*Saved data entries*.
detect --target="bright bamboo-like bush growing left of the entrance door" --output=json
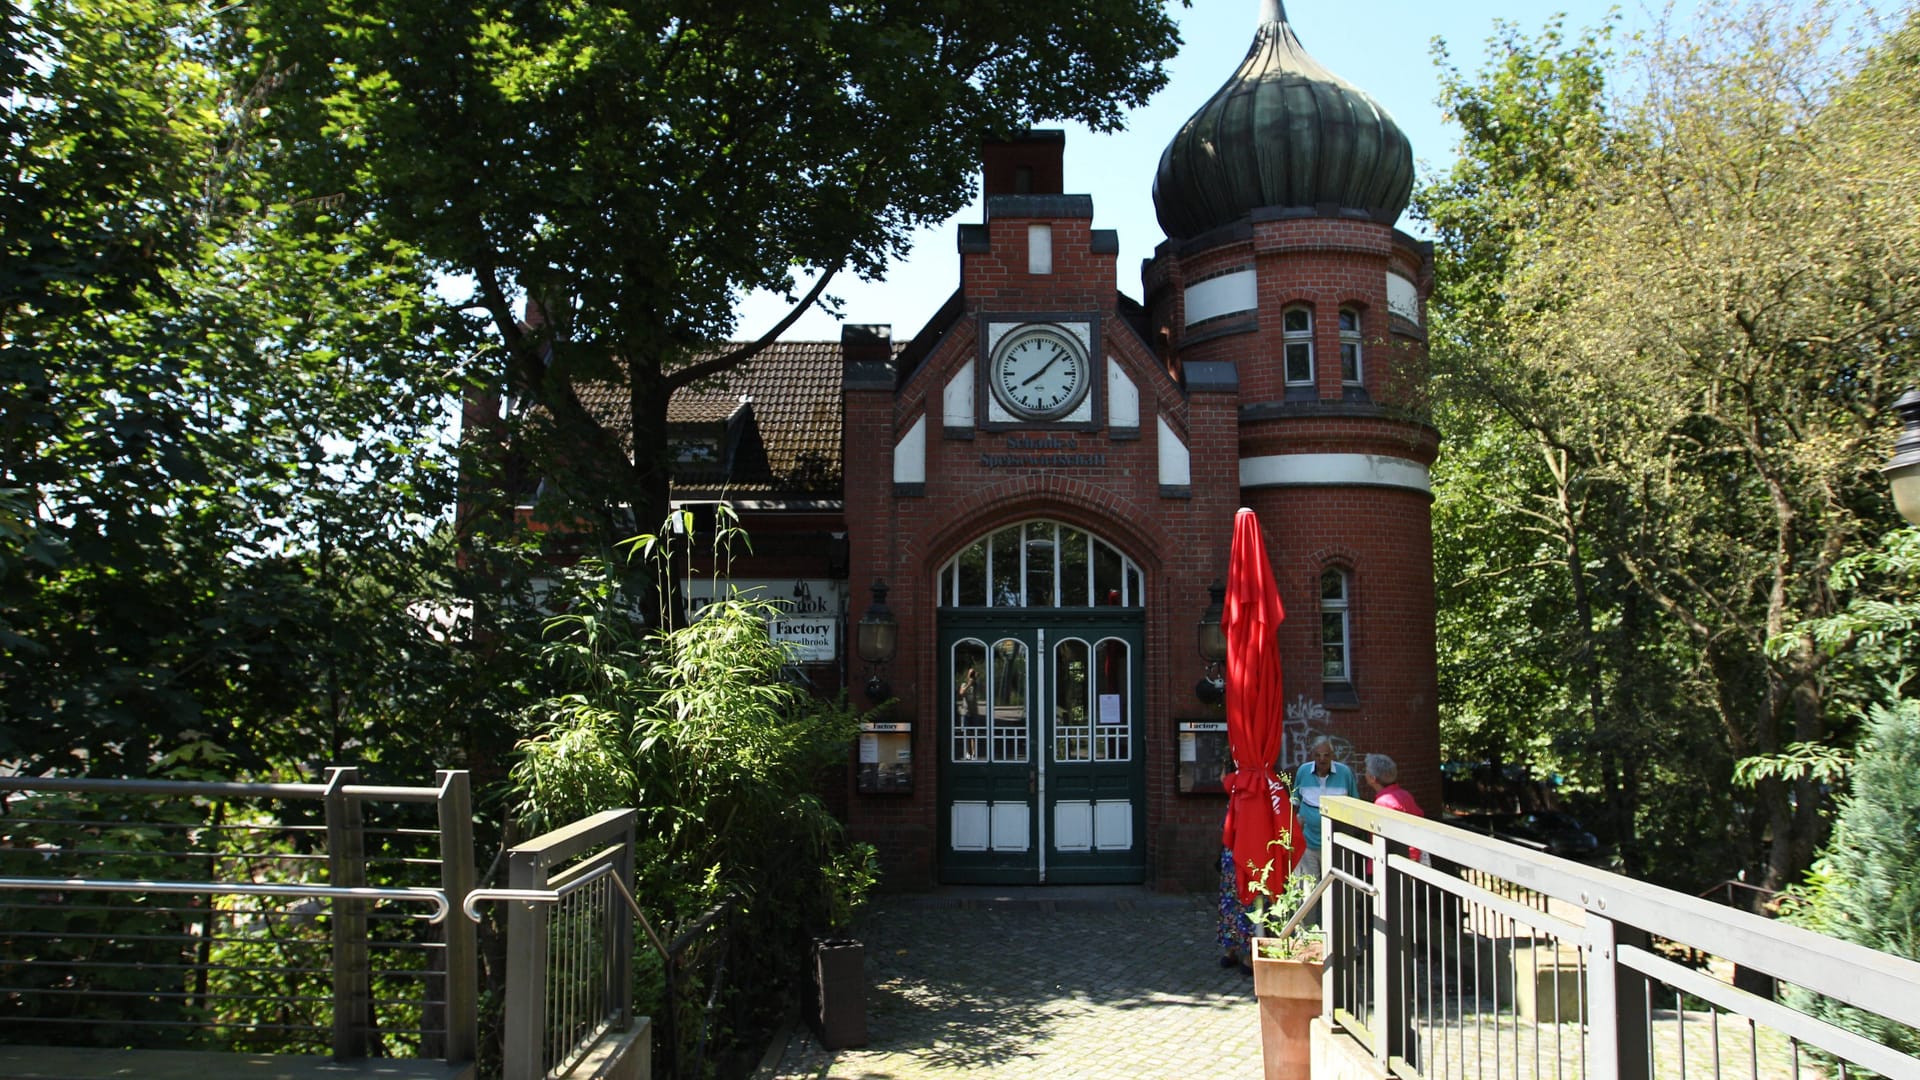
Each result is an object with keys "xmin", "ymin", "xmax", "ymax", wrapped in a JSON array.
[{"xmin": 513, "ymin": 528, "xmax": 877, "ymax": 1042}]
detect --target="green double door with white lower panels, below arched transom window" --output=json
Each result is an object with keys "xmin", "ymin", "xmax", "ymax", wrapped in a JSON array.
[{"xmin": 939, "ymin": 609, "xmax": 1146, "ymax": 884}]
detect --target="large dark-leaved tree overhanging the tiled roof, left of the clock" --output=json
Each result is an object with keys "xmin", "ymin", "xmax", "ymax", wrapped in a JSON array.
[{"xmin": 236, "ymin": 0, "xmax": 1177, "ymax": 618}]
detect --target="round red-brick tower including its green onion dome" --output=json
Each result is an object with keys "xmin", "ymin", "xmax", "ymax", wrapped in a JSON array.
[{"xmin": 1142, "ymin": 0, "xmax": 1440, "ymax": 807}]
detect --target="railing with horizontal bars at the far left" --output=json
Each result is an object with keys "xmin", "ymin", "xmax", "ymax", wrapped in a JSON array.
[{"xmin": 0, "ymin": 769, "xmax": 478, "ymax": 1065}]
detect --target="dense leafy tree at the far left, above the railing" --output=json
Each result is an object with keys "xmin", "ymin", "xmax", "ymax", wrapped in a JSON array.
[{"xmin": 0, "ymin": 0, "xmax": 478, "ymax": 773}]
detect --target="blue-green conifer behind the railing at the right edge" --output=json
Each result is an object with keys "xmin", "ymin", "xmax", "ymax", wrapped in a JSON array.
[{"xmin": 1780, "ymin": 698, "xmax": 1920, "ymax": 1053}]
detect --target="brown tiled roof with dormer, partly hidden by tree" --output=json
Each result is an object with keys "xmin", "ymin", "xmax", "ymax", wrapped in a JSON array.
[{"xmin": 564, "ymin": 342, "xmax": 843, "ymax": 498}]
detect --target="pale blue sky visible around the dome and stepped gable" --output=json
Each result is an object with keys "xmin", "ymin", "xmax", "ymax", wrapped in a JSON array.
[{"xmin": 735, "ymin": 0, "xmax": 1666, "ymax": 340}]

*Exercise*.
Your answer must be an exact copy of the records above, with no pictures included.

*Answer section*.
detect --target="bright bamboo-like bush growing left of the entrance door" --output=json
Each result is an object with keys "xmin", "ymin", "xmax", "ymax", wrapped in a JSON array.
[{"xmin": 513, "ymin": 528, "xmax": 877, "ymax": 1042}]
detect --target="green double door with white lower panels, below arched transom window" --output=json
Each result is an object with keys "xmin", "ymin", "xmax", "ymax", wrapped in a JSON array.
[{"xmin": 939, "ymin": 609, "xmax": 1146, "ymax": 884}]
detect --target="large dark-leaved tree overhanging the tiled roof, left of the clock" --output=json
Each result is an object with keys "xmin", "ymin", "xmax", "ymax", wrapped in a JSON array.
[{"xmin": 236, "ymin": 0, "xmax": 1177, "ymax": 618}]
detect --target="round red-brick tower including its green onion dome" --output=json
Each result is an object with keys "xmin", "ymin", "xmax", "ymax", wrapped in a JSON array.
[{"xmin": 1142, "ymin": 0, "xmax": 1440, "ymax": 807}]
detect --target="railing with horizontal bars at the far left" --output=json
Each result is an object with keys "xmin", "ymin", "xmax", "ymax", wrapped in a JSON array.
[{"xmin": 0, "ymin": 769, "xmax": 478, "ymax": 1065}]
detect --target="dense leafy tree at the far left, above the railing" --output=json
Each result is an object with keys "xmin", "ymin", "xmax", "ymax", wrapped in a JSON array.
[{"xmin": 0, "ymin": 0, "xmax": 478, "ymax": 773}]
detect --target="blue-green conifer behind the railing at the right edge" --output=json
Each result is an object with keys "xmin", "ymin", "xmax", "ymax", wrapped in a JSON array.
[{"xmin": 1780, "ymin": 698, "xmax": 1920, "ymax": 1053}]
detect --target="brown tiled roof with dormer, partly hidden by tree" --output=json
Each result is an object with keys "xmin", "ymin", "xmax", "ymax", wrapped in a JSON array.
[{"xmin": 564, "ymin": 342, "xmax": 843, "ymax": 498}]
detect --target="pale blue sky visible around the dome and stepped gable" --output=json
Each result is an object with keys "xmin", "ymin", "xmax", "ymax", wrapped in a JSON array.
[{"xmin": 735, "ymin": 0, "xmax": 1666, "ymax": 340}]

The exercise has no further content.